● Data shown
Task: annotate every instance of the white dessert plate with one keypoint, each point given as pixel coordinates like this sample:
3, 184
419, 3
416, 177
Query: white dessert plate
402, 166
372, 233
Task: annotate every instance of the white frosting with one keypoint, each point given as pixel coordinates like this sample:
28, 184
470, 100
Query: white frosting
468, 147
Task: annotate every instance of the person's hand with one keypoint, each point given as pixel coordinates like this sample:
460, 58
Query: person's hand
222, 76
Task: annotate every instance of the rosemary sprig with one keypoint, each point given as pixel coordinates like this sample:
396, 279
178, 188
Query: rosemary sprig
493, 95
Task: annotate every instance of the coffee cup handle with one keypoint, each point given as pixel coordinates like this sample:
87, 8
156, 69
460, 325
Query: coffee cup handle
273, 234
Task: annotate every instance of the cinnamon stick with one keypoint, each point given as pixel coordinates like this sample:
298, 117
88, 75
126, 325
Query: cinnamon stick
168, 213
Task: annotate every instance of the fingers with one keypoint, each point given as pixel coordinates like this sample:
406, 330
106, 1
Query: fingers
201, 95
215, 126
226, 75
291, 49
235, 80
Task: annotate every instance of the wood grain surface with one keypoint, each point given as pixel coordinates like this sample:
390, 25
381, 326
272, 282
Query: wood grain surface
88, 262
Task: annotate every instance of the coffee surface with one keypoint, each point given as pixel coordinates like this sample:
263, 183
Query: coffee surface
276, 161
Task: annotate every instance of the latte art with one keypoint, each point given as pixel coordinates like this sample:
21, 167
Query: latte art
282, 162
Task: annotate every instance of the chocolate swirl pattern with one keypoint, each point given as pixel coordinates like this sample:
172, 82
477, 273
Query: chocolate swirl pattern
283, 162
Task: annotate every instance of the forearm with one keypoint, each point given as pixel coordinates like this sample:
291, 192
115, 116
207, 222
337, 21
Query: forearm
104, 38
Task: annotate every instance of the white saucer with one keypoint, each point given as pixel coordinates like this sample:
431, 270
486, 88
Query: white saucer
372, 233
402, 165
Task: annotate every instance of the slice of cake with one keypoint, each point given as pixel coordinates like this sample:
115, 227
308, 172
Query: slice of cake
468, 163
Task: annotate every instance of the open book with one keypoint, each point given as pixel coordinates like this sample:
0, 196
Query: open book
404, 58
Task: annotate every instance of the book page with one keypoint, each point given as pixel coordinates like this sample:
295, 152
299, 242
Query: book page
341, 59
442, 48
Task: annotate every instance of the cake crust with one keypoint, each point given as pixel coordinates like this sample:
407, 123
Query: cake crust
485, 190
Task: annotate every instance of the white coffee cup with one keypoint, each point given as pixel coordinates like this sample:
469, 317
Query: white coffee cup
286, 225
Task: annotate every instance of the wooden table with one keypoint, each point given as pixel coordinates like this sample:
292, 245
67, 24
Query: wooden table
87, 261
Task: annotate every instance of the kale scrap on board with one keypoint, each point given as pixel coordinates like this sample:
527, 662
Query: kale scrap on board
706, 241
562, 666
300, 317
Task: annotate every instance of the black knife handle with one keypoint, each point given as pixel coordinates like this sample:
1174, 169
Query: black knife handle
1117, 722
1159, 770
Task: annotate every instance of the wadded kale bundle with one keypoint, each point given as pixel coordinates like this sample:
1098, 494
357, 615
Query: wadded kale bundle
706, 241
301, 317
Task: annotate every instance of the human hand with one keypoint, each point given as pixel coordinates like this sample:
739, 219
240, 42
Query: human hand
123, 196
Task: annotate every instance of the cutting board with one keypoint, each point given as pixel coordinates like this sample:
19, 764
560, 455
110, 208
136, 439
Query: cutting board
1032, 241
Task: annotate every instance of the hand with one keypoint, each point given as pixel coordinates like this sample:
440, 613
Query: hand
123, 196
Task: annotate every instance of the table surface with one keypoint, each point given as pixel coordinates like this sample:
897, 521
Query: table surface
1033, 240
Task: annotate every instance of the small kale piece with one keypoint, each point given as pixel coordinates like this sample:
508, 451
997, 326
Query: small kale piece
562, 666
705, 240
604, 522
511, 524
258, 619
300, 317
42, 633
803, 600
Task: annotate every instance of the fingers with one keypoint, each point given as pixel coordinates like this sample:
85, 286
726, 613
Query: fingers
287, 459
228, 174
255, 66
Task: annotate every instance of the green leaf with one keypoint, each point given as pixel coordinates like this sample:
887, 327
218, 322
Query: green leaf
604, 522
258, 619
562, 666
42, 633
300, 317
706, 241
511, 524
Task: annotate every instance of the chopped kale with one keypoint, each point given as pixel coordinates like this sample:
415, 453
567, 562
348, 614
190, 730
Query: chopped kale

● Work instructions
Copy the whole listing above line for line, changing nothing.

● Response to this exercise
Task: annotate every instance of the white dessert plate with one keypoint, each point given as pixel coordinates like this sample:
3, 184
419, 3
416, 177
Query: white dessert plate
402, 166
372, 233
Task: annotate every instance of the white frosting with one keypoint, each point given as pixel coordinates like this sample:
28, 184
470, 100
Query: white frosting
468, 147
Task: annotate every instance of the person's hand with one keypoint, each point given as pixel coordinates like this sample:
460, 58
Query: person's hand
222, 76
Task: annotate every instance of the rosemary sprig with one keypoint, each point given as pixel coordinates like this sample:
396, 279
178, 188
Query: rosemary sprig
493, 95
Task: annotate every instance of the coffee cup handle with one keypoint, each point given as pixel coordinates like this sample:
87, 8
156, 69
460, 325
Query: coffee cup handle
273, 234
Task: annotate every instance of the cinnamon stick with one keypoint, each point given as pixel coordinates like this sample:
298, 117
88, 75
126, 325
Query: cinnamon stick
168, 213
Task: annotate every instance of the fingers with one keypoint, each point given as pixel coordinates like this sample:
406, 330
106, 1
Query: fingers
201, 95
215, 126
226, 75
291, 49
235, 80
Task: annotate every instance of the wood grain surface with one keypoint, each point given as pixel coordinates like this sample:
390, 25
381, 326
272, 282
Query: wood grain surface
88, 262
Task: annotate every instance of the coffee surface with one keypoint, each point given as pixel coordinates like this sample:
263, 183
Query: coffee surface
276, 161
Task: annotate every instance of the latte art with one keypoint, each point given as pixel coordinates like this sample:
21, 167
Query: latte art
282, 162
Task: annotate every instance of the chocolate swirl pattern with one keypoint, each point given as pixel coordinates like this sample:
172, 82
477, 273
Query: chocolate swirl pattern
283, 162
Task: annotate every instance of the forearm with one keypoint, each point given as pixel coordinates like this sample:
291, 192
115, 116
207, 222
337, 21
Query: forearm
104, 38
Task: annotate every instance of the white saucer with one keypoint, each point given as pixel coordinates like this sample:
431, 270
486, 88
Query: white saucer
372, 233
402, 165
Task: annotate every instance of the slice of cake with one keypoint, each point given as pixel coordinates like this sample:
115, 227
308, 172
Query: slice of cake
468, 163
Task: annotate every instance of the open book with one keypoint, each point given as pixel coordinates like this sample:
0, 196
Query: open book
404, 58
Task: annotate every instance of the book page with one keypoint, each point given as pixel coordinates like this sample:
295, 152
299, 242
Query: book page
341, 59
442, 48
Task: annotate every instance of the cake crust with one keypoint, each point given as pixel coordinates like this sample:
407, 123
Query: cake crust
485, 190
Task: annotate every instance of the white coffee cup with one keypoint, each point given as pixel coordinates like this sample:
469, 317
Query: white coffee cup
286, 225
Task: annotate every instance of the wooden table with one keypoint, each point given as pixel coordinates like this sample:
292, 245
67, 24
Query: wooden table
87, 261
Task: annotate every instance of the kale scrap on board with one keypoint, each point given as pixel coordinates like this sample:
527, 662
Query: kale scrap on board
706, 241
562, 666
300, 317
Task: annotate every instance of the black knife handle with one keypoint, each point given as pixel coordinates like this sample:
1174, 169
Query: black knife handle
1117, 722
1159, 770
Task: annotate every instance of the wadded kale bundle with one keypoint, each point given as pixel coordinates like this sample:
1098, 494
357, 615
Query: wadded kale bundle
706, 241
301, 317
Task: annotate every instance of the human hand with one keypoint, each point given as pixel coordinates like this sample:
739, 219
240, 42
Query: human hand
123, 196
Task: annotate every instance of the cutting board with one keypoint, each point given as pixel coordinates like this sample:
19, 764
560, 455
110, 208
136, 439
Query: cutting board
1032, 241
Task: annotate every instance of the hand with one keypoint, each point given as pixel coordinates like this sample:
440, 613
Query: hand
123, 196
Task: annotate every instance of the table surface with one keypoint, each point given as pixel coordinates like this sample:
897, 521
Query: table surface
1033, 240
Task: annotate every instance of the small kale piece with one keypoint, each point given as pixel coordinates like this sample:
508, 451
997, 326
Query: small kale piece
562, 666
705, 240
604, 522
511, 524
258, 619
300, 317
42, 633
803, 600
Task: annotate every instance of the fingers with one keypoint, each point given as pixel coordinates like this sample:
85, 286
726, 613
Query: fingers
287, 459
228, 174
255, 66
Task: annotate every instance of the green leaf with one keypoint, each point given as pixel coordinates like this sample:
887, 327
218, 322
Query: green leaf
604, 522
258, 619
562, 666
42, 633
300, 317
706, 241
511, 524
Task: annotate every instance of the chopped kale with one keypoint, each point given as pixel coordinates like this sample:
415, 453
567, 562
348, 614
190, 730
Query: chopped kale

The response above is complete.